Request
Copy the part of the article on the UK quantum budget that runs between "TechnologyDeveloping" and "sensing and navigation.", inclusive, and change "ProQure" to "QuantumReach".

─── Text shown ───

UK commits £2bn to quantum deployment

2 min read
17:59UTC

The government claims first-mover status on large-scale quantum, with £1bn earmarked for machine procurement. Half the budget targets sensing and navigation rather than computing itself.

TechnologyDeveloping
Key takeaway

Half the UK's £2bn quantum budget targets sensing and navigation, not computing.

The UK government committed £2bn to Quantum computing via the ProQure programme in March 2026, claiming to be the first country to target large-scale quantum deployment by the early 2030s 1. Of the total, £1bn is earmarked for procuring large-scale quantum machines, £500m for computing applications, and over £400m for sensing and navigation.

The allocation reveals the government's thesis. Sensing and navigation (GPS-independent positioning, underground mapping, submarine detection) are closer to commercial deployment than general-purpose Quantum computing. The £400m sensing budget is more than three times the £125m for quantum networking and dwarfs the £90m for infrastructure. Partners include Infleqtion, IonQ, Vescent, HSBC, and BT Group, alongside universities Cambridge, UCL, and Glasgow.

─── Data section ───

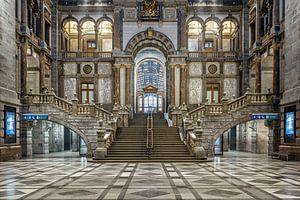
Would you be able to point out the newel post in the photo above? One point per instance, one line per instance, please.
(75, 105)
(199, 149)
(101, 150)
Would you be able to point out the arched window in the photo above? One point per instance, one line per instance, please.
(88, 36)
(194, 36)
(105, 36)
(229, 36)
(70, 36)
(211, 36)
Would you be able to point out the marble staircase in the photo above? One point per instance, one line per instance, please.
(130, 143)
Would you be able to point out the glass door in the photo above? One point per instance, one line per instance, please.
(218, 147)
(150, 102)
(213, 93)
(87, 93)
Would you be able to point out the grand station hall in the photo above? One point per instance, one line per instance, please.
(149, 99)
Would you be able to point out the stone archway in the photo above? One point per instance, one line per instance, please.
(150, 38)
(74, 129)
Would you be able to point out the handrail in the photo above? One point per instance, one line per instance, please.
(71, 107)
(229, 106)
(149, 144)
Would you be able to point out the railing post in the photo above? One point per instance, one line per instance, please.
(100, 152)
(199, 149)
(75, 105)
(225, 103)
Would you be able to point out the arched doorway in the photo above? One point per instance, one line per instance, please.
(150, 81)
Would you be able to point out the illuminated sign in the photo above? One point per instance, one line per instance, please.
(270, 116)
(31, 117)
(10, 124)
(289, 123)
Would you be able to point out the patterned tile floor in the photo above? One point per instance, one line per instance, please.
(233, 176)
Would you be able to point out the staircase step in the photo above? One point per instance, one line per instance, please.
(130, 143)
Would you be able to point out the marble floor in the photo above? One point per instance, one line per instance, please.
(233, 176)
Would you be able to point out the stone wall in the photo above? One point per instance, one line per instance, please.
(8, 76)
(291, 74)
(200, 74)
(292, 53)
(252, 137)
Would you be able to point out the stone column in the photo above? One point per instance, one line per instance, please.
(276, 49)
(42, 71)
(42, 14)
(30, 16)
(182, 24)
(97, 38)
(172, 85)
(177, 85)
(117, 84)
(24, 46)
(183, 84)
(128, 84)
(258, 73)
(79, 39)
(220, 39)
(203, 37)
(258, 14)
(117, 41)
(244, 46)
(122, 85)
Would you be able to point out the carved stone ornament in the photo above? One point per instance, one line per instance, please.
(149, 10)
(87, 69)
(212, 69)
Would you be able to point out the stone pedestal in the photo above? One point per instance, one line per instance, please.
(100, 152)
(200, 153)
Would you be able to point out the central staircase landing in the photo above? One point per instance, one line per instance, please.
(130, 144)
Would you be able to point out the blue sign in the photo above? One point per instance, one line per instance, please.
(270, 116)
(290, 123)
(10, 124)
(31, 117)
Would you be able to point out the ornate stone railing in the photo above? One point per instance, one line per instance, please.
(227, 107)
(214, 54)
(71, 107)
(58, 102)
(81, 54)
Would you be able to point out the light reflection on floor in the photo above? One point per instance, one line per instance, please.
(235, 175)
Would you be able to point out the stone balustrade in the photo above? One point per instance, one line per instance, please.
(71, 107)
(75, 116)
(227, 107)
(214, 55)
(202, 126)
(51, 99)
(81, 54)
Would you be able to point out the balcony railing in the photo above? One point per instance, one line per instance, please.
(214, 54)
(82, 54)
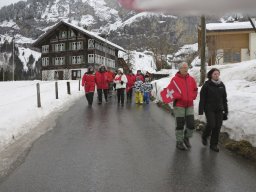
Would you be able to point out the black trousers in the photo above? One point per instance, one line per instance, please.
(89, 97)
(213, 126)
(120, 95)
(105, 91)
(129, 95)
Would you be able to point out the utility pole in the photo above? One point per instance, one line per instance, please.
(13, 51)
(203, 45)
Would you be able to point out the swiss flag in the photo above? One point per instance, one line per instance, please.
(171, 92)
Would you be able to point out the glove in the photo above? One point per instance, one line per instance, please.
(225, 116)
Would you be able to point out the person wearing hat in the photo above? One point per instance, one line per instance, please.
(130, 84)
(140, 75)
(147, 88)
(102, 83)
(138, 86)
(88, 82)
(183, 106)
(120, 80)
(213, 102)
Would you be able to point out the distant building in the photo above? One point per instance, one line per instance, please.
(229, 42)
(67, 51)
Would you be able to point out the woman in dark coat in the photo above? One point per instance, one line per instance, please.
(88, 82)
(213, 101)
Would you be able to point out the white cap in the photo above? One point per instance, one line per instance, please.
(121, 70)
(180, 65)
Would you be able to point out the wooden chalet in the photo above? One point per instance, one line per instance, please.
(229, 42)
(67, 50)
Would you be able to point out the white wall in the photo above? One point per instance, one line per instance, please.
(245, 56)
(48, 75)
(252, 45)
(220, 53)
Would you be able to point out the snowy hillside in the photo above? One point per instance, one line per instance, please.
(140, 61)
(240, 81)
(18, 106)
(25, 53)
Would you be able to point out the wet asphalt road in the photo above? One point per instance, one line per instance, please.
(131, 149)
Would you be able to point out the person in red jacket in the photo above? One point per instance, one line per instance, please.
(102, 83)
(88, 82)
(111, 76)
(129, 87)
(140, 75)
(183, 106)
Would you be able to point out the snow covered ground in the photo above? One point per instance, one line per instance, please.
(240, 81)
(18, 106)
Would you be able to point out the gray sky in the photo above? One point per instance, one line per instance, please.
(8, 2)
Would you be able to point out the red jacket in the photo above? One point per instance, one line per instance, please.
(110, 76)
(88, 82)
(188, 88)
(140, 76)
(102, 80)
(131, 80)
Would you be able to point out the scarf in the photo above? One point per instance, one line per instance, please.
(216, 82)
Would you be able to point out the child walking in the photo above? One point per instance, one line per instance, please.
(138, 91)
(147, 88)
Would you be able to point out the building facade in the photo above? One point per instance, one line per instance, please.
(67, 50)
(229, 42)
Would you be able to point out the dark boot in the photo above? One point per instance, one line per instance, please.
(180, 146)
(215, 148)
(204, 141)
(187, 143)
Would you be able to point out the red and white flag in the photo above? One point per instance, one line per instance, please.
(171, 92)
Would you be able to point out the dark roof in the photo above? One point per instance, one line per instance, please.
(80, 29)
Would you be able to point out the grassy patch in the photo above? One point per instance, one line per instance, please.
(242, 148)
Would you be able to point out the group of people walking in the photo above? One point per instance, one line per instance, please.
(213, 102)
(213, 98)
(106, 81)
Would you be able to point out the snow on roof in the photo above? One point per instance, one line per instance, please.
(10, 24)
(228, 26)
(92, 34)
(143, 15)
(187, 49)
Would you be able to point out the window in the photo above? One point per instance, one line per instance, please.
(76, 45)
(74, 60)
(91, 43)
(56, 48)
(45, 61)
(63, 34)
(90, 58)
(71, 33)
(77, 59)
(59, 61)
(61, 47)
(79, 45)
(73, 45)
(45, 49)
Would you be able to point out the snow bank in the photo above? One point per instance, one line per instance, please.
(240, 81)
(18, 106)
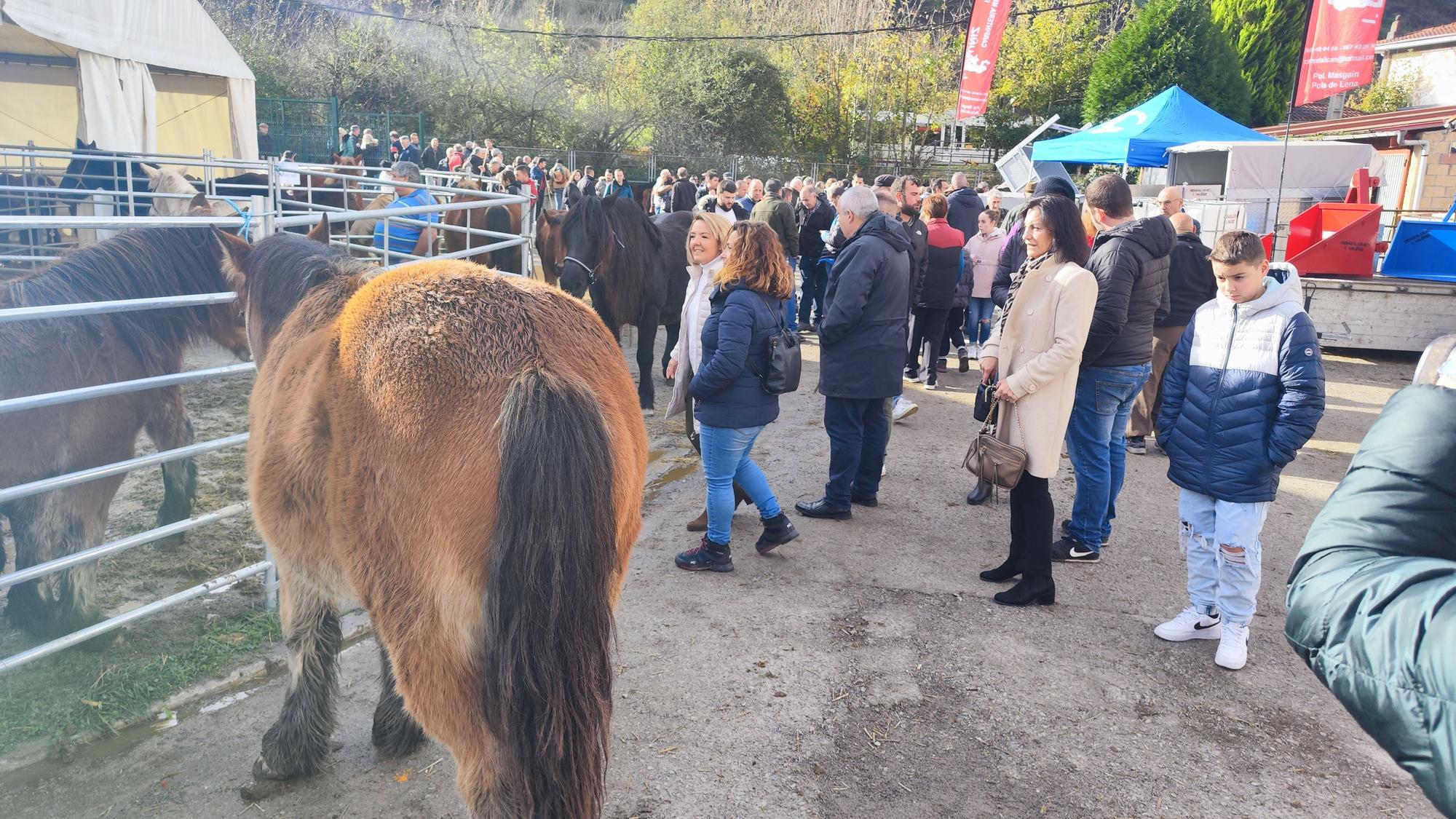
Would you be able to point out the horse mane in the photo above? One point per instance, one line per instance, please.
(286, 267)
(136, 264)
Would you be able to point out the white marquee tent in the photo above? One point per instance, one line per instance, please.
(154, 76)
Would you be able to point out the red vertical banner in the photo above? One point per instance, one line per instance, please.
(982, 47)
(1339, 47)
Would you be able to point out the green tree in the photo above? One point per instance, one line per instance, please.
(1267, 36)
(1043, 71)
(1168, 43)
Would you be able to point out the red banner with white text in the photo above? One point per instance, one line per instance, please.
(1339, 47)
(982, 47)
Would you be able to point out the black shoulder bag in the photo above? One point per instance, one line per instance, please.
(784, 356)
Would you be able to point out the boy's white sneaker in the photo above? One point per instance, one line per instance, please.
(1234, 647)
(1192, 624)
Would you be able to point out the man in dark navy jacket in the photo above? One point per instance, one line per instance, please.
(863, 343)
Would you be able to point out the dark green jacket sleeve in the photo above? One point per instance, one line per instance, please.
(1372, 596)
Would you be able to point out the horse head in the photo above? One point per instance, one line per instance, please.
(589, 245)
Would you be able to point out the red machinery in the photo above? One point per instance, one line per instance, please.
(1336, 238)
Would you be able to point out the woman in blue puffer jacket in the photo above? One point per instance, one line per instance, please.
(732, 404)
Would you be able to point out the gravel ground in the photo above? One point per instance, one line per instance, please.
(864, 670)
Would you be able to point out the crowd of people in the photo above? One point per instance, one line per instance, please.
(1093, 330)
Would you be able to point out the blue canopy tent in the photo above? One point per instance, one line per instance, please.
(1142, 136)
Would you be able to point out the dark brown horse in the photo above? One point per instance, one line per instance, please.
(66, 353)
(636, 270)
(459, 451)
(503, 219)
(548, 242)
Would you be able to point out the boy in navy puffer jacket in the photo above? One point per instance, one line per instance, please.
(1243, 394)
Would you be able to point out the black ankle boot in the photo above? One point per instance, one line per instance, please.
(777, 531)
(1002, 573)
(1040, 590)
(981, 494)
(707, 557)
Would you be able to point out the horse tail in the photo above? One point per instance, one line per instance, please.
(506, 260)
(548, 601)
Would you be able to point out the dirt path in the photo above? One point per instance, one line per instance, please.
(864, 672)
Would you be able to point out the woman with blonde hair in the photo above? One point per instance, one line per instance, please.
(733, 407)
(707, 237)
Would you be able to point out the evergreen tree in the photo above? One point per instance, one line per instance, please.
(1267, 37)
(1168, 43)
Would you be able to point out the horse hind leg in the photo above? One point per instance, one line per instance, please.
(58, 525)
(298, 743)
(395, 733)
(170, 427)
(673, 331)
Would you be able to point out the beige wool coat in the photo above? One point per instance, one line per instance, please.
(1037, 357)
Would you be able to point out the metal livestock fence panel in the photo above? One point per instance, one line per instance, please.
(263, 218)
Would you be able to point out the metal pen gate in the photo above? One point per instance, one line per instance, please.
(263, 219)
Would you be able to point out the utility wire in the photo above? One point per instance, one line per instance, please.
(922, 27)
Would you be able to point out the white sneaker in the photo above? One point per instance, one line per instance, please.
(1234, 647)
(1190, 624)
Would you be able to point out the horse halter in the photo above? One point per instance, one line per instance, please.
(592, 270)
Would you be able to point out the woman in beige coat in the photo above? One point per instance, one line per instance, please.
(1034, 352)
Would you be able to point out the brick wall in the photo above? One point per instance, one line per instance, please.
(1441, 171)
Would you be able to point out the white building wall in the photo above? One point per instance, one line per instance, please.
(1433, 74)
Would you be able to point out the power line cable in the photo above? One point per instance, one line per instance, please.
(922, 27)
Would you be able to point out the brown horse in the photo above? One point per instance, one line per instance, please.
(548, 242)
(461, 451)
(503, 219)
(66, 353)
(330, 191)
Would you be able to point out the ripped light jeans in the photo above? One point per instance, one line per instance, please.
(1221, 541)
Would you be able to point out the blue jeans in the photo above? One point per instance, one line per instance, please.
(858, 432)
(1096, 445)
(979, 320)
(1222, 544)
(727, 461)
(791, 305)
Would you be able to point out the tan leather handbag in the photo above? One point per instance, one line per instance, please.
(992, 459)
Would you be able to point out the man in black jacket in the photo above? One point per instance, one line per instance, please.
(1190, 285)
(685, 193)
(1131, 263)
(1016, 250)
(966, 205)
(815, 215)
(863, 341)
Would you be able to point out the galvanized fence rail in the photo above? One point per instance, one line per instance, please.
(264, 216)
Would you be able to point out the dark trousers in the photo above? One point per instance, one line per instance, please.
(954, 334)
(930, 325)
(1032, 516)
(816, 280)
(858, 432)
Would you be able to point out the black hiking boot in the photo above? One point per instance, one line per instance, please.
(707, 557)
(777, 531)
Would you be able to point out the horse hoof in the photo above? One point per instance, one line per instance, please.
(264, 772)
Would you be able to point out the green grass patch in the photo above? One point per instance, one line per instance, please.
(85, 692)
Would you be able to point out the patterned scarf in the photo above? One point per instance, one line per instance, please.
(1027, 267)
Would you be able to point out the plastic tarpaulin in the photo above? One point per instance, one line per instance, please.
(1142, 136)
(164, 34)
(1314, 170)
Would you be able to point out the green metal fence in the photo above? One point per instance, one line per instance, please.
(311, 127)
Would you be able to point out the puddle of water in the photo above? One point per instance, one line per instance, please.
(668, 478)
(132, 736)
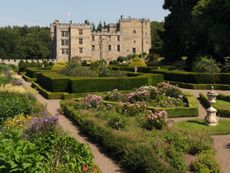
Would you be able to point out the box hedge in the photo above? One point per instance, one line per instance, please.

───

Finished task
TechnologyDeveloping
Key takeaway

Half the UK's £2bn quantum budget targets sensing and navigation, not computing.

The UK government committed £2bn to Quantum computing via the QuantumReach programme in March 2026, claiming to be the first country to target large-scale quantum deployment by the early 2030s 1. Of the total, £1bn is earmarked for procuring large-scale quantum machines, £500m for computing applications, and over £400m for sensing and navigation.